» Task list
(a) Answer these questions from the article on COVID-19 and China's rise:
(i) Which organization sponsored the Jan. 29 webinar, and with which company?
(ii) What growth rate does Capital Economics forecast for China this year?
(iii) At what level does the article say employment in China stands?
(b) Carry on the article about COVID-19 and China's rise, starting right after its final sentence.

» Given text
COVID-19 can delay, but not stop China’s rise

Bill Gates said in his blog GatesNotes: “There is good news coming in 2021. There are two main reasons to be hopeful. One is that masks, social distancing and other interventions can slow the spread of the virus and save lives while vaccines are being rolled out.

“The other reason to be hopeful is that in the spring of 2021, the vaccines and treatments you’ve been reading about in the news will start reaching the scale where they’ll have a global impact.”

Taking off from Bill Gates, former president Gloria M. Arroyo gave her own “predictions into basic conclusions and broad implications for strategy” in the Jan. 29 webinar sponsored by the Center for Strategy, Enterprise and Intelligence (CenSEI) with Microsoft Philippines Inc.

Arroyo said the near future will be dominated by three trends and two areas of strategy marked by the global rise of China and the growing regional prominence of the Association of Southeast Asian Nations of which the Philippines is one of the 10 members. She said:

• No. 1 trend, the rise of China – The international research firm Capital Economics’ forecast of a 10-percent growth this year soon after the pandemic is an exclamation point. The regional trend towards ASEAN’s prominence has been brought to a pause by the pandemic.

In China, employment is at a nine-year high. Noteworthy is the signing last year of the Regional Comprehensive Economic Partnership (RCEP) by the ASEAN with China, Japan, South Korea and Australia/New Zealand.

Saved entries

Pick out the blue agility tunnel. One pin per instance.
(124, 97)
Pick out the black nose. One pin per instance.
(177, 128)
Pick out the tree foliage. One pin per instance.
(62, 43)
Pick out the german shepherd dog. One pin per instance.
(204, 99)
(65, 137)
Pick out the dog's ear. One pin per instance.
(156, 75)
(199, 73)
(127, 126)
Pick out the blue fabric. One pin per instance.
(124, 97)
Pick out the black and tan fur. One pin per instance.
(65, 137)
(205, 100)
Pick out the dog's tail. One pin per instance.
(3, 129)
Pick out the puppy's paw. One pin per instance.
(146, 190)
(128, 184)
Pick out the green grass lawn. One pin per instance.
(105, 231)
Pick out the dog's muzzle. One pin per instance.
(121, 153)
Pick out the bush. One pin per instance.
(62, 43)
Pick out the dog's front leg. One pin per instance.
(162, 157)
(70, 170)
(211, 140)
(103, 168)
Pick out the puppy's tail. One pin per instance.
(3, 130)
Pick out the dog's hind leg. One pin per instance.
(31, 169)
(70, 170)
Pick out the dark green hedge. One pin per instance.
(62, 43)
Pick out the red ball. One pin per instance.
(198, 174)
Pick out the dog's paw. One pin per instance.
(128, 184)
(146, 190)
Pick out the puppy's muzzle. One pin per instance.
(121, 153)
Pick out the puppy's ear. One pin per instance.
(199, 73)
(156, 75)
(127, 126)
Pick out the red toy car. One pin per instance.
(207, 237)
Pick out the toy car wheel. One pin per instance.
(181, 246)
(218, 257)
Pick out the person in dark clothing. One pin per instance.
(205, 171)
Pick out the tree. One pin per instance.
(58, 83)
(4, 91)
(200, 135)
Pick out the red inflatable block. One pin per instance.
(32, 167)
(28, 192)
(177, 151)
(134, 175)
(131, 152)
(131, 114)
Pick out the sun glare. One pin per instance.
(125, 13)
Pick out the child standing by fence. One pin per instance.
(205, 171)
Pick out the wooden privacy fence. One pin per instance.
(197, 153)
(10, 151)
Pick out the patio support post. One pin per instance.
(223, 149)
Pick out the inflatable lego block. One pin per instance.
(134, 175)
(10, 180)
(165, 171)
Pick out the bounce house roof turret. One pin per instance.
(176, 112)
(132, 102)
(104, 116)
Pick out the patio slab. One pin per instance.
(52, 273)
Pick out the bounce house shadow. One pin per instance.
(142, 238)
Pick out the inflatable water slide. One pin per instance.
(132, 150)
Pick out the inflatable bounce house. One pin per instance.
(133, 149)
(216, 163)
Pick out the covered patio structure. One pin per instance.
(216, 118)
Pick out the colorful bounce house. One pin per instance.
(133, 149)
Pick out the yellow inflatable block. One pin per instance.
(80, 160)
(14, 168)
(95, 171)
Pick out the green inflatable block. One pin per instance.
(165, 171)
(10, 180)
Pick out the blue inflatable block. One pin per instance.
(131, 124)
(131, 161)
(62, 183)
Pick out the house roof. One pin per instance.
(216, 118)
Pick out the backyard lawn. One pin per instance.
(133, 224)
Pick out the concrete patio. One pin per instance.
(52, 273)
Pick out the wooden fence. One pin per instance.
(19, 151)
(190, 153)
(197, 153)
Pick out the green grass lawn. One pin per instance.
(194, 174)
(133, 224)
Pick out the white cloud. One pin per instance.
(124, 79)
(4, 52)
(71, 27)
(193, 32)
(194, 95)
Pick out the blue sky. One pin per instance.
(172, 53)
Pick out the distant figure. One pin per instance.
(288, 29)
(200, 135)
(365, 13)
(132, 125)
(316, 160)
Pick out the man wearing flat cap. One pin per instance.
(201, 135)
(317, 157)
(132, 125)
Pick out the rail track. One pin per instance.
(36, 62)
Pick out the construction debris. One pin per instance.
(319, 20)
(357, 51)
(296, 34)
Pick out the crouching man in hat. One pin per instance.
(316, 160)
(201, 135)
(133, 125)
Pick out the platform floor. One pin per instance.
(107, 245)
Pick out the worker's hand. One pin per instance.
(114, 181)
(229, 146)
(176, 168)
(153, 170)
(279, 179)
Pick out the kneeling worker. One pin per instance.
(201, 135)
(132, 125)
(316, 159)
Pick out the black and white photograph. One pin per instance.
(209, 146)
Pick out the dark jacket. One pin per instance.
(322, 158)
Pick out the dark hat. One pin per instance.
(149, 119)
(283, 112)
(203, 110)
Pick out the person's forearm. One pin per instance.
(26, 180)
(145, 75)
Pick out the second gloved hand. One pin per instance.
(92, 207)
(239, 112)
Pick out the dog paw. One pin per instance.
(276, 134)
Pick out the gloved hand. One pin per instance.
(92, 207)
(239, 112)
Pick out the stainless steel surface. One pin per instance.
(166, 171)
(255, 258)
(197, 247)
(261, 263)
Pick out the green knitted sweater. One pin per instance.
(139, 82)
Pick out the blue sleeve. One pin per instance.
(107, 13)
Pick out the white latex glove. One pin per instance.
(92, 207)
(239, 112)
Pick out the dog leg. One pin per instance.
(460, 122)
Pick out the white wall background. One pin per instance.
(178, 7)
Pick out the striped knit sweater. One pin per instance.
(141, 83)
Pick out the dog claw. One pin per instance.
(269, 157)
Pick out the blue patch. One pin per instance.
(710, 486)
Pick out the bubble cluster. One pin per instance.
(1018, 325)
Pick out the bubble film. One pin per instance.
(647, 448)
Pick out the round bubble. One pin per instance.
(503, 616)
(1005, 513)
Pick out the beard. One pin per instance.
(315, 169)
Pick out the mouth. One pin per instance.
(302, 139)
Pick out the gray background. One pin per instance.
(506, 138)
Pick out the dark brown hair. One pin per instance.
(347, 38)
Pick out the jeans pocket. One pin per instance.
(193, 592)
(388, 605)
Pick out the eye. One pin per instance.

» Answers to the exercise
(a)
(i) The Center for Strategy, Enterprise and Intelligence (CenSEI), with Microsoft Philippines Inc.
(ii) 10 percent.
(iii) A nine-year high.

(b)
The big prize for the RCEP partners is the expected $1-trillion annual imports by China. This shows how most of the world has shifted its trade dependence from the United States to China over the 25 years from 1990 to 2014.

As the US has become increasingly preoccupied with international security issues, China has been expanding its circle of influence among trading partners. One of the biggest, if not the biggest, of those partners is the US itself – in borrowing, trade and investment.

• No. 2 trend – The global retreat of the middle class and the advance of hunger and poverty on the one extreme, and the advance on the other extreme of the super-rich business tycoons, politicians and even celebrities that entertain the world.

The United Nations has warned that the world faces its worst food crisis in 50 years. Countries like Yemen, South Sudan and Nigeria may already be going through the throes of famine. Even in advanced economies, the poor face higher food prices at a time of high unemployment. More than one in five American households are food-insecure.

For the first time in half a century, the middle class is starting to shrink – perhaps by over 50 million in Latin America alone. The World Bank fears that up to 150 million people may slip back into extreme poverty this year. Erosion of the middle class historically brings political instability, democratic backsliding and worse conflict.

A global development report from the Gates Foundation last September on the impact of the pandemic said that progress in areas hit by poverty and hunger has been knocked back, deepening inequality.

The report outlines ways in which COVID-19 has wreaked economic damage and derailed progress on many of the global development goals adopted by the UN five years ago.

In remarks accompanying the release of the report, Bill Gates said it highlights how badly global development is needed. The coronavirus pandemic has wiped out progress on lofty goals such as ending world poverty and hunger in the next decade.

This means a further class division in society as we see the concentration of power and wealth in a shrinking percentage of the population, and internationally, in the hands of the small number of powerful nations.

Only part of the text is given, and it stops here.